* _Passage given_:

* * * * *

# Hilton Resell & Elite Status



## bluemax (Mar 15, 2008)

If you purchase a Hilton property on the resell market are you eligible for the HGVC Elite program assuming you meet the minimum points criteria?

Is there any "real" benefits to the Elite status?


----------



## tinkerbell2 (Mar 15, 2008)

I inquired about the same thing lately and, no , buying resale even the right amount of points doesn't count towards elite status. Moreover, the perks associated with elite are not worth the money difference between resale and developer prices. Hope that helps !


----------



## Talent312 (Mar 15, 2008)

tinkerbell2 said:


> I inquired about the same thing lately and, no , buying resale even the right amount of points doesn't count towards elite status. Moreover, the perks associated with elite are not worth the money difference between resale and developer prices. Hope that helps !

* * * * *

* _Supplied information_:
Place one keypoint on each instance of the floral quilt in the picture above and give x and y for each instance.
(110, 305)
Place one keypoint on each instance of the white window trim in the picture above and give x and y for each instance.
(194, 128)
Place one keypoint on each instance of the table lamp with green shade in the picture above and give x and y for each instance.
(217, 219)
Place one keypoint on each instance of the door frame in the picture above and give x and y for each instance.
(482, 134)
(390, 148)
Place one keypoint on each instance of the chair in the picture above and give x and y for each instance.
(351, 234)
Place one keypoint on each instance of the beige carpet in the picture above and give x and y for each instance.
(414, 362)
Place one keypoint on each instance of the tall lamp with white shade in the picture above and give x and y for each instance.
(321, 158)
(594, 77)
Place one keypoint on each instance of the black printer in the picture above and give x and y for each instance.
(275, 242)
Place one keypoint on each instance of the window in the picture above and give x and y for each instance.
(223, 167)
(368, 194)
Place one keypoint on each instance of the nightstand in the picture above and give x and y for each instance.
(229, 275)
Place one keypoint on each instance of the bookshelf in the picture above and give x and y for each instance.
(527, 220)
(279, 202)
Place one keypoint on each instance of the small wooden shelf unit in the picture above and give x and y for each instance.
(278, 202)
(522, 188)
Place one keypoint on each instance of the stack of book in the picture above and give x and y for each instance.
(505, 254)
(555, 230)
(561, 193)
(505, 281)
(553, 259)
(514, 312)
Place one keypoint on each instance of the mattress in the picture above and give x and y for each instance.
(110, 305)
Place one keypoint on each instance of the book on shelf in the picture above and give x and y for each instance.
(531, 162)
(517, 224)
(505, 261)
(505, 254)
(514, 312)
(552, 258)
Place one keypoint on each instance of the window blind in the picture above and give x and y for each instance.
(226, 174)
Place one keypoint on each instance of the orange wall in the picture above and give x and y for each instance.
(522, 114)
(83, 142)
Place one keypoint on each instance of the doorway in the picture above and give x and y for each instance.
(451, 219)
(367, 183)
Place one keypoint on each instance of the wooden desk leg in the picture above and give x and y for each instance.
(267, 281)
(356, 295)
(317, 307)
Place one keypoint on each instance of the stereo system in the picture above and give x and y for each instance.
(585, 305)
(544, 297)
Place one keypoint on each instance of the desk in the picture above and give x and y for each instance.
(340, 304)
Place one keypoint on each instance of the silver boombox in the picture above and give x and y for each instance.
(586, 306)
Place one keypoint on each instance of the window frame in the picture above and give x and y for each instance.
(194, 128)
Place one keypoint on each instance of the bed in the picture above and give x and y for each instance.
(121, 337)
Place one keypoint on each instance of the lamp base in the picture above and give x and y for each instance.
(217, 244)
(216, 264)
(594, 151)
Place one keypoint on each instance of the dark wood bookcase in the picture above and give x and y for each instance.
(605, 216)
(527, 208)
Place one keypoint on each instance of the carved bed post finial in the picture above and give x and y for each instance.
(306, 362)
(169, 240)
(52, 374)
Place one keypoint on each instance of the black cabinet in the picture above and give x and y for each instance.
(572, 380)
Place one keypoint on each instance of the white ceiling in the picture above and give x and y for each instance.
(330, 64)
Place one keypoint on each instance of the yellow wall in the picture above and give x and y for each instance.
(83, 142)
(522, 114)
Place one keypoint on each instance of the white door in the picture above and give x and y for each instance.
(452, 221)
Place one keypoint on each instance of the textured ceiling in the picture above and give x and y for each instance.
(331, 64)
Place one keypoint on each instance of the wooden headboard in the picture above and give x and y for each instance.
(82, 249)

* * * * *

* _Task_: Transcribe the forum thread on Hilton resale and elite status word for word, in full. The lines play no part in this exercise.

* _Response_:
# Hilton Resell & Elite Status



## bluemax (Mar 15, 2008)

If you purchase a Hilton property on the resell market are you eligible for the HGVC Elite program assuming you meet the minimum points criteria?

Is there any "real" benefits to the Elite status?


----------



## tinkerbell2 (Mar 15, 2008)

I inquired about the same thing lately and, no , buying resale even the right amount of points doesn't count towards elite status. Moreover, the perks associated with elite are not worth the money difference between resale and developer prices. Hope that helps !


----------



## Talent312 (Mar 15, 2008)

tinkerbell2 said:


> I inquired about the same thing lately and, no , buying resale even the right amount of points doesn't count towards elite status. Moreover, the perks associated with elite are not worth the money difference between resale and developer prices. Hope that helps !